The data below is to be repeated in full, exactly as shown.

- RECORDS TO PROCESS -
Content starts

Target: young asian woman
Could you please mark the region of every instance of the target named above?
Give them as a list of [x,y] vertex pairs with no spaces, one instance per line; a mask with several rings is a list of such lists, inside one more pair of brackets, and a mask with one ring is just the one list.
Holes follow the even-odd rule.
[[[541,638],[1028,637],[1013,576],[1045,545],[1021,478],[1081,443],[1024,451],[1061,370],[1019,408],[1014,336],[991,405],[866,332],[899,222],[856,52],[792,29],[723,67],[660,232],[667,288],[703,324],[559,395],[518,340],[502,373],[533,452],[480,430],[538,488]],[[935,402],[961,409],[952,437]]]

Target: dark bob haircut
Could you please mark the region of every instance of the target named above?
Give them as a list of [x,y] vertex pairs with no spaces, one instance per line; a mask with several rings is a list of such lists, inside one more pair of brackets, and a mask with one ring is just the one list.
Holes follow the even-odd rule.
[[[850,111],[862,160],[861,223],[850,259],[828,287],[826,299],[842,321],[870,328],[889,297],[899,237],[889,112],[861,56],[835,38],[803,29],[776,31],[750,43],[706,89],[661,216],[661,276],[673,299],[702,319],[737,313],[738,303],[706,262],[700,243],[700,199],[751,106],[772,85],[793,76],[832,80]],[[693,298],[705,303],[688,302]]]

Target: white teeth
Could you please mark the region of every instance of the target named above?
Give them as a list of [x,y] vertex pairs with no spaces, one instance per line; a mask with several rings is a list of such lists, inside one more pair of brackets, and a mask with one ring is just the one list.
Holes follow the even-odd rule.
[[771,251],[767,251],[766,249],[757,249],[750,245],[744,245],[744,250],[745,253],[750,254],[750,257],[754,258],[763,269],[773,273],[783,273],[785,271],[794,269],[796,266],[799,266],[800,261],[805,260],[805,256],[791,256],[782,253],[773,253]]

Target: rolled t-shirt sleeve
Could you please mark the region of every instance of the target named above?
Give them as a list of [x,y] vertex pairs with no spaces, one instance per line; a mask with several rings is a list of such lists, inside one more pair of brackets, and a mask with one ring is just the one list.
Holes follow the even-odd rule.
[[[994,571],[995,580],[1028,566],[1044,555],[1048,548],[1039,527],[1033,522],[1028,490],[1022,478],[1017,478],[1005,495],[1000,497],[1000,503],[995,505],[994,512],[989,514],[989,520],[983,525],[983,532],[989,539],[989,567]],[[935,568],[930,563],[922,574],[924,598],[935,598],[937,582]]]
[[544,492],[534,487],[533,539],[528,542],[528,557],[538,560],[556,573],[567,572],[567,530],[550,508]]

Content ends

- RESULT FOR THIS TASK -
Target: young asian woman
Could you please mark the region of every instance of the target named above?
Give them as a list of [x,y] vertex pairs with no spaces, one instance per line; a mask with several rings is a list of such lists, inside one more pair of brackets, and a mask with one ring is just the one list.
Holes follow the even-odd rule.
[[[541,638],[1028,637],[1013,576],[1045,545],[1021,478],[1081,443],[1024,451],[1061,370],[1019,408],[1014,336],[991,405],[866,332],[899,222],[856,52],[792,29],[723,67],[660,232],[667,288],[703,324],[559,395],[518,340],[502,373],[533,452],[480,430],[538,488]],[[935,402],[961,409],[952,437]]]

Target: dark bob haircut
Could you please mark the region of every instance of the target named above?
Give them as a list of [x,y] vertex pairs with no spaces, one instance per line; a mask with several rings is a list of such lists, inside one more pair of brackets, and a mask with one ring is just the one list.
Holes follow the even-odd rule.
[[[850,111],[862,160],[861,223],[850,259],[828,287],[826,299],[842,321],[870,328],[889,297],[899,237],[889,112],[861,56],[835,38],[803,29],[776,31],[750,43],[706,89],[661,216],[661,276],[673,299],[702,319],[737,313],[738,303],[706,262],[700,243],[700,199],[751,106],[772,85],[793,76],[832,80]],[[693,298],[705,303],[688,302]]]

Target: white teeth
Could you please mark the region of every instance of the target named above?
Give them as a list of [x,y] vertex pairs with no spaces, one instance per line; a mask with several rings is a list of such lists, inside one more pair of brackets, and a mask with one ring is just the one list.
Holes follow the even-odd rule.
[[771,251],[767,251],[766,249],[757,249],[750,245],[744,245],[744,250],[745,253],[750,254],[750,257],[754,258],[763,269],[773,273],[783,273],[785,271],[794,269],[796,266],[799,266],[800,261],[805,260],[805,256],[791,256],[782,253],[773,253]]

Target: rolled t-shirt sleeve
Could you please mark the region of every instance of the target named above?
Give them as a list of [x,y] vertex pairs with no spaces, one instance per line; a mask with several rings is a list of such lists, inside one more pair of brackets, and a mask with one ring is just the one list.
Holes follow the even-odd rule.
[[[994,571],[995,580],[1028,566],[1044,555],[1048,548],[1039,527],[1033,522],[1028,490],[1022,478],[1017,478],[1005,495],[1000,497],[1000,503],[995,505],[994,512],[989,514],[989,520],[983,525],[983,532],[989,539],[989,567]],[[935,568],[930,563],[922,574],[924,598],[935,598],[937,582]]]
[[544,492],[534,487],[533,539],[528,542],[528,557],[538,560],[556,573],[567,572],[567,530],[550,508]]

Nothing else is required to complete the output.